MATERIALS PROVIDED –
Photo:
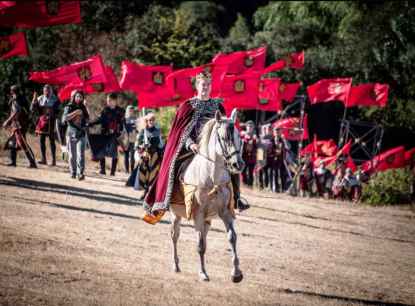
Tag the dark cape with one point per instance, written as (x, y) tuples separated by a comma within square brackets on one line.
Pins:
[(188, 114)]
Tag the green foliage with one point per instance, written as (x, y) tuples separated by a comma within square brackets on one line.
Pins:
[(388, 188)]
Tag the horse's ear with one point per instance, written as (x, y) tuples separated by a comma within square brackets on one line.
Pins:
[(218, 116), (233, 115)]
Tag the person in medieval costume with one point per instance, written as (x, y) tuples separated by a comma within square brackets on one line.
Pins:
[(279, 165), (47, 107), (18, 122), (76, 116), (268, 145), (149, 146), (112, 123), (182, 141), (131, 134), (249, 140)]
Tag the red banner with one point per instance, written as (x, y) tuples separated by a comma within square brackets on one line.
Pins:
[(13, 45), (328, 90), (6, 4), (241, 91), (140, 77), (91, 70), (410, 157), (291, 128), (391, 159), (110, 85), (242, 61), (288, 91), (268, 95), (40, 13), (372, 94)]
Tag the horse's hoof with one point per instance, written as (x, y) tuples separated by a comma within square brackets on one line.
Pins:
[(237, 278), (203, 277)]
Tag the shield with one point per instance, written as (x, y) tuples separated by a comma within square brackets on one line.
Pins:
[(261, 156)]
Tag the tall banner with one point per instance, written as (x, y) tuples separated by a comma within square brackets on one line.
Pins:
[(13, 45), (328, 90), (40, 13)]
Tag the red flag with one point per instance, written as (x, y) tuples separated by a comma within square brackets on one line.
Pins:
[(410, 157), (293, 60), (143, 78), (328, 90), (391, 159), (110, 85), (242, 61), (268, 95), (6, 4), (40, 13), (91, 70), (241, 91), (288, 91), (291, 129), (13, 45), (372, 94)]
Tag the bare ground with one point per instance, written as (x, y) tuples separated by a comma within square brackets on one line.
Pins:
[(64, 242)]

---

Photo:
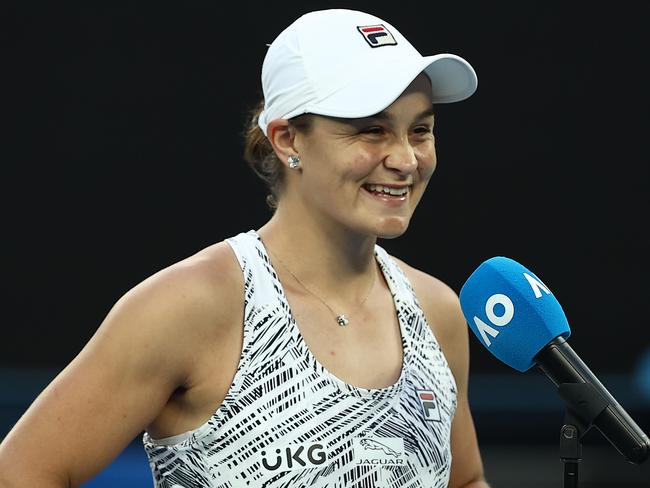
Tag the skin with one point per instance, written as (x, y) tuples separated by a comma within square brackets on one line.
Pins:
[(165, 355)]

TASK –
Switch "bare ground" to "open field" in the lines between the one holding "Tag the bare" and the one holding "[(64, 242)]", inclusive. Give only those lines, with everything else unchanged.

ANSWER FOR THIS EXERCISE –
Tag the open field with one point per instance, written as (x, y) tuples separated by a comma within square brackets on one line.
Pins:
[(64, 242)]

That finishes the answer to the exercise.